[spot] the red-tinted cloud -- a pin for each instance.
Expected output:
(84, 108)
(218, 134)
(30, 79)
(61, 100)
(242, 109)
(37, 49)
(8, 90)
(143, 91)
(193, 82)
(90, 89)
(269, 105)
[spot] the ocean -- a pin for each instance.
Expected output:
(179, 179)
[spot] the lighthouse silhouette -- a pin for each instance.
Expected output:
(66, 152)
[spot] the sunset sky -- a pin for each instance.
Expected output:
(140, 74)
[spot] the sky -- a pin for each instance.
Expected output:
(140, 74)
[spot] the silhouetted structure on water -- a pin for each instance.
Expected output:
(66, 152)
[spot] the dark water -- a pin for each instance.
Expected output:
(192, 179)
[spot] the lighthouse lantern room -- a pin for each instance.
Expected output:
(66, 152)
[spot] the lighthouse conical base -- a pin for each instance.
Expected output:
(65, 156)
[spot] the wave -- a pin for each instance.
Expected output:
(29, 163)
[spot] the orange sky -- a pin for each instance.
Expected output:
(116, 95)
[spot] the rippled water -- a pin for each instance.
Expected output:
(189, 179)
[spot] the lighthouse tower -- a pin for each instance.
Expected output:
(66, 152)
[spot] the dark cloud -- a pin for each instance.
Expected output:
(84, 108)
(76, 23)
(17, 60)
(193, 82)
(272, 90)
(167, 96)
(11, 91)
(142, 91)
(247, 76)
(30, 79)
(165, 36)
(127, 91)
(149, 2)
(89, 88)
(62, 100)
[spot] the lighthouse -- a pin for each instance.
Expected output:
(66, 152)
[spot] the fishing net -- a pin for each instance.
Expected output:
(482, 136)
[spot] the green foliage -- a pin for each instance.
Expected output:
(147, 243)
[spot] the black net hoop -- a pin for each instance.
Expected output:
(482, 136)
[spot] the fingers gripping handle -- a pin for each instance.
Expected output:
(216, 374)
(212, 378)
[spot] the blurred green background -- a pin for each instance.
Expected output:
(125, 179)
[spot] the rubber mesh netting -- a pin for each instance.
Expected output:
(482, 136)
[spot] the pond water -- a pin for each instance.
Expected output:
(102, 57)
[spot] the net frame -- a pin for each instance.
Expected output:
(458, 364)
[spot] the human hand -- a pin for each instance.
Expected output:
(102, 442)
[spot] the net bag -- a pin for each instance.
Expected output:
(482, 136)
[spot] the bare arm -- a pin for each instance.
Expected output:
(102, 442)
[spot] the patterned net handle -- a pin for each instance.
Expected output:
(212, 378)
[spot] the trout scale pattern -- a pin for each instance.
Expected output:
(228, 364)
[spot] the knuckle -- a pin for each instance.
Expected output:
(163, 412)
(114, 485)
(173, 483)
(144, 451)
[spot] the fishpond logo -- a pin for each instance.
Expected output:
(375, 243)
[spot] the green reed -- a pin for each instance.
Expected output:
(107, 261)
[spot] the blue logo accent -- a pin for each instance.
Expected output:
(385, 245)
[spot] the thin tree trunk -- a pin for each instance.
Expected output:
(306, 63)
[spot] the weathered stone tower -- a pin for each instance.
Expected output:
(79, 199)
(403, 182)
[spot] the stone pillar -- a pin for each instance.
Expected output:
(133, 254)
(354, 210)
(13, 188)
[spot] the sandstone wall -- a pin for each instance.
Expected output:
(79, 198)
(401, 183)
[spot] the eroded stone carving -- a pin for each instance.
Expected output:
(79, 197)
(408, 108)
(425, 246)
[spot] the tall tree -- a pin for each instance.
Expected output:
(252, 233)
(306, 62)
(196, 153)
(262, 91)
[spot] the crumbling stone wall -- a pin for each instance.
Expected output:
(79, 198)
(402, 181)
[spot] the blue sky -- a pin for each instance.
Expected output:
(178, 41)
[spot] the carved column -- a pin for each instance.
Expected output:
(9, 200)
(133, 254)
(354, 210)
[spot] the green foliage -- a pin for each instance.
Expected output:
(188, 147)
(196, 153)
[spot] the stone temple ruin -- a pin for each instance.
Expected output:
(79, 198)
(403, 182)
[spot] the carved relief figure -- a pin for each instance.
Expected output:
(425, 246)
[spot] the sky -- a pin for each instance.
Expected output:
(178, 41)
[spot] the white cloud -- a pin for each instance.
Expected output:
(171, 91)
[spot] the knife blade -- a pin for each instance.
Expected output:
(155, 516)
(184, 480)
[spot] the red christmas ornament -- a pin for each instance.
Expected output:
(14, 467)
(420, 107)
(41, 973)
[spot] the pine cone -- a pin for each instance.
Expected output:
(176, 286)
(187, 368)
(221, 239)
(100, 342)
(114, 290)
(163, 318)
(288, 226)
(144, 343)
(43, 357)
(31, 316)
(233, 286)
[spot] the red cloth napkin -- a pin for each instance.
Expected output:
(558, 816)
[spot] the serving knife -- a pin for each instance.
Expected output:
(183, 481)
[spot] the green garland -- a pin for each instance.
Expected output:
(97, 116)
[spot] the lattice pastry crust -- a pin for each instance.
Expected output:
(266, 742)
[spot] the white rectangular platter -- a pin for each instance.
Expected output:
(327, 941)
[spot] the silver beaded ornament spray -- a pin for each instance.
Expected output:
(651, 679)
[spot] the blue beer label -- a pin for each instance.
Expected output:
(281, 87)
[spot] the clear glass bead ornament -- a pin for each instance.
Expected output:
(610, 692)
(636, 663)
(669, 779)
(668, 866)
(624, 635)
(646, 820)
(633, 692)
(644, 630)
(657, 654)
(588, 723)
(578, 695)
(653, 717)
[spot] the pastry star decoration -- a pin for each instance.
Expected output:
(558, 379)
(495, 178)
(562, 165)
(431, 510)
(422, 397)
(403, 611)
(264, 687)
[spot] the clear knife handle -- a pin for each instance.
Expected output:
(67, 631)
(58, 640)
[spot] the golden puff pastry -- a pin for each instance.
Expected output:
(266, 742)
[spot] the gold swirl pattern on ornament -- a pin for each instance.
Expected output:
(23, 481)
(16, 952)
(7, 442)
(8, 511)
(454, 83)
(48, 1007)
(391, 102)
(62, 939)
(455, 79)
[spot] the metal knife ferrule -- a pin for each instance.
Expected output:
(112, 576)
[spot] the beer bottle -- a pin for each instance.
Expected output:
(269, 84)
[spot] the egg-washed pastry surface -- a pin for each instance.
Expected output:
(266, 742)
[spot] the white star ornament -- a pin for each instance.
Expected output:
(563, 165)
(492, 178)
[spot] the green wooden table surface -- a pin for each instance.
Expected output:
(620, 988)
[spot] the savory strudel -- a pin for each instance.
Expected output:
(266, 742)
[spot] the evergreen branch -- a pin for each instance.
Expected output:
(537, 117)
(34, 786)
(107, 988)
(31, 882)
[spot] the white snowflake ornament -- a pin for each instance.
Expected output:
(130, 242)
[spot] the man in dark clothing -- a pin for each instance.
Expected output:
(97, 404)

--*--

The exercise: Set out every one of the lines above as a numbered list, omitting any blank lines.

Result below:
1. [spot] the red-tinted cloud -- a pin for each instance.
2. Expected output:
3. (84, 108)
4. (218, 134)
5. (30, 79)
6. (61, 100)
7. (242, 109)
8. (37, 49)
9. (8, 90)
10. (143, 91)
11. (193, 82)
12. (90, 89)
13. (269, 105)
14. [spot] the ocean -- a pin for each instance.
15. Expected output:
16. (179, 179)
17. [spot] the lighthouse silhouette -- a pin for each instance.
18. Expected output:
19. (66, 152)
20. [spot] the sunset sky -- a pin for each instance.
21. Expected output:
22. (140, 74)
23. [spot] the sky -- a pin for each instance.
24. Expected output:
25. (140, 74)
26. [spot] the silhouetted structure on water -- a pin for each instance.
27. Expected output:
28. (66, 152)
29. [spot] the dark water -- a pin for each instance.
30. Expected output:
31. (192, 179)
32. [spot] the lighthouse lantern room -- a pin for each instance.
33. Expected output:
34. (66, 152)
35. [spot] the lighthouse conical base -- a pin for each instance.
36. Expected output:
37. (65, 156)
38. [spot] the wave -- a pin for each instance.
39. Expected output:
40. (29, 163)
41. [spot] the orange sky -- a pin for each instance.
42. Expected output:
43. (116, 95)
44. [spot] the rippled water -- a pin for each instance.
45. Expected output:
46. (189, 179)
47. [spot] the lighthouse tower -- a pin for each instance.
48. Expected output:
49. (66, 152)
50. [spot] the dark cloud -- a pin for each instance.
51. Expected output:
52. (84, 108)
53. (76, 23)
54. (17, 60)
55. (193, 82)
56. (272, 90)
57. (167, 96)
58. (11, 91)
59. (142, 91)
60. (247, 76)
61. (30, 79)
62. (165, 36)
63. (127, 91)
64. (149, 2)
65. (89, 88)
66. (62, 100)
67. [spot] the lighthouse -- a pin for each instance.
68. Expected output:
69. (66, 152)
70. [spot] the fishing net -- a pin for each instance.
71. Expected output:
72. (482, 136)
73. [spot] the green foliage -- a pin for each instance.
74. Expected output:
75. (147, 243)
76. [spot] the black net hoop -- a pin for each instance.
77. Expected output:
78. (482, 136)
79. [spot] the fingers gripping handle -- a pin for each instance.
80. Expected output:
81. (216, 374)
82. (212, 378)
83. [spot] the blurred green background -- a pin for each instance.
84. Expected output:
85. (125, 179)
86. [spot] the rubber mesh netting -- a pin for each instance.
87. Expected output:
88. (482, 136)
89. [spot] the pond water -- a pin for each instance.
90. Expected output:
91. (102, 57)
92. [spot] the net frame -- a pin for each instance.
93. Expected output:
94. (458, 364)
95. [spot] the human hand -- a pin for each instance.
96. Expected output:
97. (102, 442)
98. [spot] the net bag -- a pin for each instance.
99. Expected output:
100. (482, 136)
101. [spot] the bare arm -- a pin for each instance.
102. Expected output:
103. (102, 442)
104. [spot] the patterned net handle -- a pin for each instance.
105. Expected output:
106. (212, 378)
107. [spot] the trout scale pattern -- a pin for each instance.
108. Expected output:
109. (228, 364)
110. [spot] the knuckle -- a pin for each instance.
111. Expected output:
112. (163, 412)
113. (114, 485)
114. (173, 483)
115. (144, 451)
116. [spot] the fishpond logo -- a pin for each instance.
117. Expected output:
118. (375, 243)
119. [spot] the green reed -- a pin for each instance.
120. Expected output:
121. (107, 261)
122. [spot] the blue logo accent -- a pin for each instance.
123. Expected output:
124. (385, 245)
125. [spot] the thin tree trunk -- a pin for each instance.
126. Expected output:
127. (306, 63)
128. [spot] the weathered stone tower -- a pin for each instance.
129. Expected output:
130. (79, 199)
131. (403, 182)
132. [spot] the stone pillar -- a pin for each instance.
133. Expected output:
134. (133, 254)
135. (354, 210)
136. (13, 188)
137. [spot] the sandstone wall -- a pin for each instance.
138. Expected output:
139. (79, 198)
140. (401, 183)
141. [spot] the eroded stone carving -- a pin for each instance.
142. Expected output:
143. (79, 197)
144. (408, 108)
145. (425, 246)
146. [spot] the tall tree -- a pin for each instance.
147. Expected output:
148. (252, 233)
149. (306, 62)
150. (196, 153)
151. (262, 91)
152. [spot] the crumbling stone wall -- a pin for each instance.
153. Expected output:
154. (79, 198)
155. (402, 181)
156. [spot] the blue sky -- a pin for each instance.
157. Expected output:
158. (178, 41)
159. [spot] the carved column -- a pin for each instance.
160. Expected output:
161. (9, 200)
162. (133, 254)
163. (354, 210)
164. [spot] the green foliage -- a pin for each instance.
165. Expected output:
166. (188, 147)
167. (196, 153)
168. [spot] the stone temple ruin -- a pin for each instance.
169. Expected output:
170. (79, 198)
171. (403, 182)
172. [spot] the carved relief figure -- a pin for each instance.
173. Expected output:
174. (425, 246)
175. [spot] the sky -- a pin for each instance.
176. Expected output:
177. (178, 41)
178. [spot] the white cloud -- a pin for each instance.
179. Expected output:
180. (171, 91)
181. [spot] the knife blade -- a pin for each instance.
182. Expected output:
183. (155, 516)
184. (184, 480)
185. [spot] the red christmas ornament -- a pin for each instance.
186. Expected output:
187. (14, 467)
188. (420, 107)
189. (41, 973)
190. [spot] the pine cone -- a pin for each instance.
191. Expected output:
192. (176, 286)
193. (187, 368)
194. (221, 239)
195. (100, 342)
196. (114, 290)
197. (163, 318)
198. (288, 226)
199. (144, 343)
200. (43, 357)
201. (31, 316)
202. (233, 286)
203. [spot] the red cloth napkin -- a pin for each instance.
204. Expected output:
205. (558, 816)
206. [spot] the serving knife -- a pin for each instance.
207. Expected output:
208. (183, 481)
209. [spot] the green garland -- a pin for each instance.
210. Expected output:
211. (97, 116)
212. [spot] the lattice pastry crust -- a pin for each instance.
213. Expected output:
214. (266, 742)
215. [spot] the white rectangular platter -- a pin for each instance.
216. Expected output:
217. (327, 941)
218. [spot] the silver beaded ornament spray -- a pin for each instance.
219. Expected output:
220. (651, 679)
221. [spot] the blue beer label -- a pin for each instance.
222. Expected output:
223. (281, 87)
224. [spot] the clear glass bead ornament -- a pin for each instance.
225. Expected output:
226. (610, 692)
227. (636, 663)
228. (669, 779)
229. (668, 866)
230. (624, 635)
231. (646, 820)
232. (633, 692)
233. (644, 630)
234. (657, 654)
235. (588, 723)
236. (578, 695)
237. (653, 717)
238. [spot] the pastry star decoration -- a pin for each instance.
239. Expected output:
240. (558, 379)
241. (495, 178)
242. (562, 165)
243. (431, 510)
244. (422, 397)
245. (403, 611)
246. (264, 687)
247. [spot] the clear knife handle -- a pin for each instance.
248. Expected output:
249. (67, 631)
250. (58, 640)
251. [spot] the golden puff pastry -- a pin for each instance.
252. Expected output:
253. (266, 742)
254. [spot] the gold swirl pattern on ornament -- a pin for each instance.
255. Expected output:
256. (23, 481)
257. (16, 952)
258. (7, 442)
259. (8, 511)
260. (454, 83)
261. (48, 1007)
262. (391, 102)
263. (62, 939)
264. (455, 79)
265. [spot] the metal knife ferrule -- a pin for each instance.
266. Expected output:
267. (112, 576)
268. [spot] the beer bottle -- a pin for each instance.
269. Expected output:
270. (269, 84)
271. [spot] the egg-washed pastry surface -- a pin for each instance.
272. Expected output:
273. (266, 742)
274. [spot] the white star ornament -- a pin for each instance.
275. Expected output:
276. (563, 165)
277. (492, 178)
278. [spot] the green wooden table surface -- a pin for each instance.
279. Expected output:
280. (620, 988)
281. [spot] the savory strudel -- a pin for each instance.
282. Expected output:
283. (266, 742)
284. [spot] the evergreen branch -- a pin for each instance.
285. Expected output:
286. (537, 117)
287. (34, 786)
288. (107, 988)
289. (31, 882)
290. [spot] the white snowflake ornament -- a pin for each instance.
291. Expected output:
292. (130, 242)
293. [spot] the man in dark clothing -- a pin for each instance.
294. Expected output:
295. (97, 404)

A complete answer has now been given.